Start of Raw records
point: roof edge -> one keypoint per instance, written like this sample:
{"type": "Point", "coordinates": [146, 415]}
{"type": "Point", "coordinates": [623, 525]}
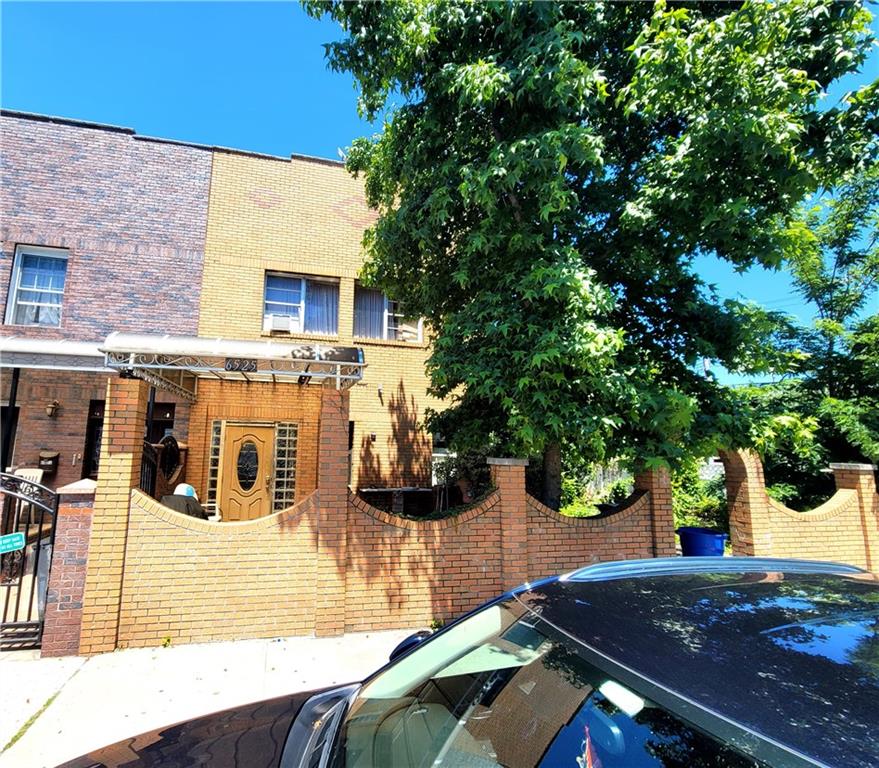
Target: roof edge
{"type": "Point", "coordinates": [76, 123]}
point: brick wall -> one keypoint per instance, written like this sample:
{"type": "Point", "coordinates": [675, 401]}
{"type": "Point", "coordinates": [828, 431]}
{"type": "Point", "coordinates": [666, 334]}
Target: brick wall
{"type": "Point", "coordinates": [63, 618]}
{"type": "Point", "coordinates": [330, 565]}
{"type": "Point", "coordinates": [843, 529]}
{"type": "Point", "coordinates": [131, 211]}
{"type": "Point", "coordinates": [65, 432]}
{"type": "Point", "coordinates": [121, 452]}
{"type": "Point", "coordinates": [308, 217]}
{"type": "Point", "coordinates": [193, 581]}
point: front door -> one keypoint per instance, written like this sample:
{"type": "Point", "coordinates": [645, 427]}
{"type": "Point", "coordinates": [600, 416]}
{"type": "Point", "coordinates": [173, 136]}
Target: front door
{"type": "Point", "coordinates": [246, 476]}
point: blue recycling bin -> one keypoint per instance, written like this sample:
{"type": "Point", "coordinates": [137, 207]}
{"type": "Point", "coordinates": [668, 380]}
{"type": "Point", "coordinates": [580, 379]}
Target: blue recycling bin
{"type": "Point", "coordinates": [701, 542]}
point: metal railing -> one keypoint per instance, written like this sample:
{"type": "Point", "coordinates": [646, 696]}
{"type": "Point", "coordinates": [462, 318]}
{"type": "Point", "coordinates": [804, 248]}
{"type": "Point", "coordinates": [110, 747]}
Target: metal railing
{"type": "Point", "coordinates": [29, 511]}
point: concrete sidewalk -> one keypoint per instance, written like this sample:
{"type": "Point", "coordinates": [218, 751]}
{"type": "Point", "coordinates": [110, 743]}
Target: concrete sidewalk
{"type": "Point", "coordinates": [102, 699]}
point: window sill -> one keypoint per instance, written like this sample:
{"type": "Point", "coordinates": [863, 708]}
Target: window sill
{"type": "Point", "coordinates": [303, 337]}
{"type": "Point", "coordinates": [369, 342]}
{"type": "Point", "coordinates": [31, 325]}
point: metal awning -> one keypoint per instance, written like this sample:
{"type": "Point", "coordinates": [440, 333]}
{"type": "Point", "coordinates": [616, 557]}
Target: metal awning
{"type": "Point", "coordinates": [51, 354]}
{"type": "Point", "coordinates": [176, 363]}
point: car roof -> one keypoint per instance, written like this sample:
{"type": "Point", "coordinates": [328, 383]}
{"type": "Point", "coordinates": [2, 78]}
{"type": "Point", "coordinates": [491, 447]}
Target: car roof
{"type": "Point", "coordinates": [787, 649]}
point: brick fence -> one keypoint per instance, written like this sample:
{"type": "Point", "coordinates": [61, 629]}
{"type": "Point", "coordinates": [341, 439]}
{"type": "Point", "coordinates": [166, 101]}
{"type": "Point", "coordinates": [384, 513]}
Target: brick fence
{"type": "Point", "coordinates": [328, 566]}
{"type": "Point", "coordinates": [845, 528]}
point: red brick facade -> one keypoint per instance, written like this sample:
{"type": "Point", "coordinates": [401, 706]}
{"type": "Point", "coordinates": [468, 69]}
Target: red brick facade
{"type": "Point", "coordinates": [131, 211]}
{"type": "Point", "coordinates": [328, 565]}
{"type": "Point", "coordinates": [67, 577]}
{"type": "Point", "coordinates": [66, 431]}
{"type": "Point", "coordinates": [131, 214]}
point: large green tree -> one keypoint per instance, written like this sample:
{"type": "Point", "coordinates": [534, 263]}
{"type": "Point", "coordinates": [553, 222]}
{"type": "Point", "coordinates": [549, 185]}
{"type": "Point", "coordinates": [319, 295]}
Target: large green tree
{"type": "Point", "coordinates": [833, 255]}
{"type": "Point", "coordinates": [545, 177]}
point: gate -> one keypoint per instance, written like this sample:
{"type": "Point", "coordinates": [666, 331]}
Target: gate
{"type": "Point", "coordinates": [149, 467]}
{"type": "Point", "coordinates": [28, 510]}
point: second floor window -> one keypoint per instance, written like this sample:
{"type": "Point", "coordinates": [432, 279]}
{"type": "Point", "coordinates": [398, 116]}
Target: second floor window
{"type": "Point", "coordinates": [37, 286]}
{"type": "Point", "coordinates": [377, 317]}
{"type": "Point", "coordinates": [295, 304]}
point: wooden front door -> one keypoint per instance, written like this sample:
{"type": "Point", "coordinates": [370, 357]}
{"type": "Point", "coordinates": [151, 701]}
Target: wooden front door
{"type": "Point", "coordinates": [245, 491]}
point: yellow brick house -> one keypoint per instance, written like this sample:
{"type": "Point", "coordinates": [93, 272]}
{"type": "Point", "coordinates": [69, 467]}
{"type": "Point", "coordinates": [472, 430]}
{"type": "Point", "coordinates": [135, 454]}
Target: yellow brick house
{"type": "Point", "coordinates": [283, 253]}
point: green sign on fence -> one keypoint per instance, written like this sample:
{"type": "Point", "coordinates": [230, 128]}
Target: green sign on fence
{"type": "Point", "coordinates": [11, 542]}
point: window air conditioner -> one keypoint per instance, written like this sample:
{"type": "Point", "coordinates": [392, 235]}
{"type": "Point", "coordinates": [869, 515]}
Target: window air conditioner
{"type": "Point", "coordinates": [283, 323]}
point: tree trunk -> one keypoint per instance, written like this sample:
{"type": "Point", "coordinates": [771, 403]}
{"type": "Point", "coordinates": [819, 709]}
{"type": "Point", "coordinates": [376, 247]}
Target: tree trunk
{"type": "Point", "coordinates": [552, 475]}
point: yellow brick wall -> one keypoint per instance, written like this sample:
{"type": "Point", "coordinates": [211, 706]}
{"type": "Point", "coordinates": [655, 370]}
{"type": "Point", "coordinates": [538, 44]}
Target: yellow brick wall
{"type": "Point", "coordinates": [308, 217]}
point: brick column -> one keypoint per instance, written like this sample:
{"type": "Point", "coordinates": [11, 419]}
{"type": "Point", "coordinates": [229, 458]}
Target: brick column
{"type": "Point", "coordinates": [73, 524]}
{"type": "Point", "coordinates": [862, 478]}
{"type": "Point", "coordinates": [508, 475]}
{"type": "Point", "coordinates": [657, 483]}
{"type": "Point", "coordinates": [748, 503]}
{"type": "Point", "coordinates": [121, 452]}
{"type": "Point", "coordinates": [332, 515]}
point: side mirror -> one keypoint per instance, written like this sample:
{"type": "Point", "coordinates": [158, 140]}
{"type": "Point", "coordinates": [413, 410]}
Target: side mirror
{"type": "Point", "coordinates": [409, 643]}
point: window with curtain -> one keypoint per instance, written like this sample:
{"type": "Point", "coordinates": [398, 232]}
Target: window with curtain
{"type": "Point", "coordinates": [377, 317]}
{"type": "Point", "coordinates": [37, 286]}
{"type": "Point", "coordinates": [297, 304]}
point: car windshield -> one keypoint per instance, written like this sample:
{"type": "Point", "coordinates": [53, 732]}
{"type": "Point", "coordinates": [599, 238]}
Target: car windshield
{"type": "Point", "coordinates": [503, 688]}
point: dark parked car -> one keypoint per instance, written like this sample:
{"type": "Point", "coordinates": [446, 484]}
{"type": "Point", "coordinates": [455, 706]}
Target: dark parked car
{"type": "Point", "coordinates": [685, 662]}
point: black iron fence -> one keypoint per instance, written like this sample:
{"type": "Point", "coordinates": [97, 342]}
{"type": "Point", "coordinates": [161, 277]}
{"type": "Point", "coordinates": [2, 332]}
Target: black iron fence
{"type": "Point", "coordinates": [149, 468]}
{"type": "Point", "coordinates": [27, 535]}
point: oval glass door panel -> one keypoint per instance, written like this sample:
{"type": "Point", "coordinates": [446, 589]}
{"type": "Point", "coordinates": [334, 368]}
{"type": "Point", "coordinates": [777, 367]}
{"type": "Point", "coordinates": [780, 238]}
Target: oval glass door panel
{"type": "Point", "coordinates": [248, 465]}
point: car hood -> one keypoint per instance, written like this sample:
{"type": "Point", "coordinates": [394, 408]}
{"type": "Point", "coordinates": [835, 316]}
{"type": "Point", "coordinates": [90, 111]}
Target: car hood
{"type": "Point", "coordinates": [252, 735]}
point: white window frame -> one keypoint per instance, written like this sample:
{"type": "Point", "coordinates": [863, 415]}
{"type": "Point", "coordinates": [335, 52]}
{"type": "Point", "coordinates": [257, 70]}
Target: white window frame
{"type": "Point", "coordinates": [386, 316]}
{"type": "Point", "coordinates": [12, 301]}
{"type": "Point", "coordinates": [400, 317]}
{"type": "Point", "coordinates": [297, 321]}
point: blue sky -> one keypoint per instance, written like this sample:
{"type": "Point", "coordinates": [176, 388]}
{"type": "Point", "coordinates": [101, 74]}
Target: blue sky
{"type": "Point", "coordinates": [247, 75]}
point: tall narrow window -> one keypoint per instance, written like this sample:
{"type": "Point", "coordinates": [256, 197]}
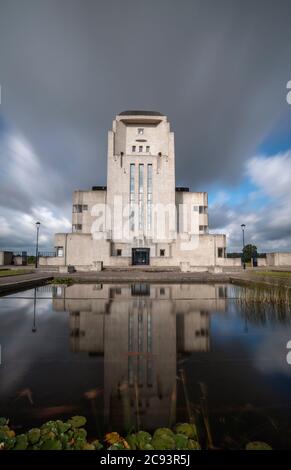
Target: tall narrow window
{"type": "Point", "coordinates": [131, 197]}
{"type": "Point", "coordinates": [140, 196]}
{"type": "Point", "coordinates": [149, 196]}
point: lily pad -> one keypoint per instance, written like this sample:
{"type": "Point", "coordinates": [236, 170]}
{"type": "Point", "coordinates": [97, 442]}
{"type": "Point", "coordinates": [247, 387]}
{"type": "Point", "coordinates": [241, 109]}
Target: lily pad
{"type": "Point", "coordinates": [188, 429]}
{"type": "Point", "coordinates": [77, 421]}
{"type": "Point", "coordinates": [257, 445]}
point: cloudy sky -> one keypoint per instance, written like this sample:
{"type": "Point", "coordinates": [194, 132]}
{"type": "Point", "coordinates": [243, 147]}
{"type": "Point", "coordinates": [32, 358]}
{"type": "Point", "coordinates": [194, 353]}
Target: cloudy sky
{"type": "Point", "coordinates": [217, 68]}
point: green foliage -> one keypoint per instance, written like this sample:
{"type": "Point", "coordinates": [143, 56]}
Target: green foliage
End of Raw records
The pictures stay out; repeat exactly the lines from the one with "point: white window" to the end of the entries above, and nothing else.

point: white window frame -> one keypoint per instance, written like this sample:
{"type": "Point", "coordinates": [863, 415]}
{"type": "Point", "coordinates": [335, 52]}
{"type": "Point", "coordinates": [257, 70]}
Target: white window frame
{"type": "Point", "coordinates": [386, 316]}
{"type": "Point", "coordinates": [12, 301]}
{"type": "Point", "coordinates": [400, 317]}
{"type": "Point", "coordinates": [297, 321]}
point: blue sky -> one keypoint per instance, written like this sample:
{"type": "Point", "coordinates": [176, 388]}
{"type": "Point", "coordinates": [101, 74]}
Target: blue sky
{"type": "Point", "coordinates": [247, 75]}
point: tall narrow window -> one keypoint per instance, written like this sample:
{"type": "Point", "coordinates": [256, 197]}
Target: tall narrow window
{"type": "Point", "coordinates": [131, 197]}
{"type": "Point", "coordinates": [140, 196]}
{"type": "Point", "coordinates": [149, 196]}
point: lily pad -> one keypoint per instance, written like this sample:
{"type": "Point", "coordinates": [236, 170]}
{"type": "Point", "coordinates": [97, 442]}
{"type": "Point", "coordinates": [247, 387]}
{"type": "Point", "coordinates": [241, 109]}
Target: lily pad
{"type": "Point", "coordinates": [188, 429]}
{"type": "Point", "coordinates": [77, 421]}
{"type": "Point", "coordinates": [257, 445]}
point: cloudy sky -> one keypoint per instance, written like this sample:
{"type": "Point", "coordinates": [194, 132]}
{"type": "Point", "coordinates": [243, 147]}
{"type": "Point", "coordinates": [32, 358]}
{"type": "Point", "coordinates": [194, 353]}
Target: cloudy sky
{"type": "Point", "coordinates": [217, 68]}
point: green foliage -> one keypoint per instance, written like this sample:
{"type": "Point", "coordinates": [143, 56]}
Target: green foliage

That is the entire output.